■ **What is needed**:
Output the records exactly as they appear, with no pictures included.

■ **Available data**:
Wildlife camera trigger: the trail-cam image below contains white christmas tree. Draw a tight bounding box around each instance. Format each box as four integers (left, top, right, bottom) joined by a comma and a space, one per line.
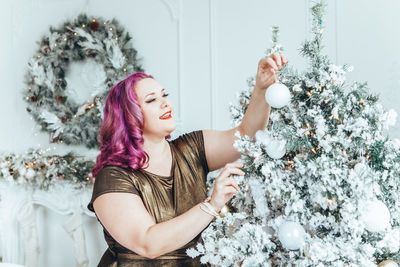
187, 2, 400, 266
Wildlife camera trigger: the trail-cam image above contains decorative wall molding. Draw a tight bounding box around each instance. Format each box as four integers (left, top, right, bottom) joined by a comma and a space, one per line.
176, 0, 183, 132
161, 0, 180, 22
305, 0, 311, 41
333, 0, 338, 64
159, 0, 183, 134
209, 0, 217, 129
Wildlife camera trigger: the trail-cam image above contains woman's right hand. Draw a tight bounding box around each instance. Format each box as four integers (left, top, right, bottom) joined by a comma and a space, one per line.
208, 162, 244, 212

■ **Answer to the exercise**:
Wildlife camera trigger: the trail-cam image below contains white christmas tree. Draw a tight bounding box around each instance. Format each box as four integers (left, top, right, bottom) joined by a comma and a space, one per line.
187, 2, 400, 266
Wildlife camera trigger: the trail-cam image above contains decorative wall molding. Draw a tight bounding box around each instance. Format each box as four integers (left, top, right, bottom) joined by a comma and a space, one per line.
176, 0, 183, 132
161, 0, 180, 22
305, 0, 311, 41
333, 0, 338, 64
159, 0, 183, 134
209, 0, 217, 129
Wildlife camera trigger: the trail-cam image above contains woman's right hand. Draw a tight bounding box around each instance. Format each box as four integers (left, top, right, bottom) joined by a comma and a space, one per line.
208, 162, 244, 212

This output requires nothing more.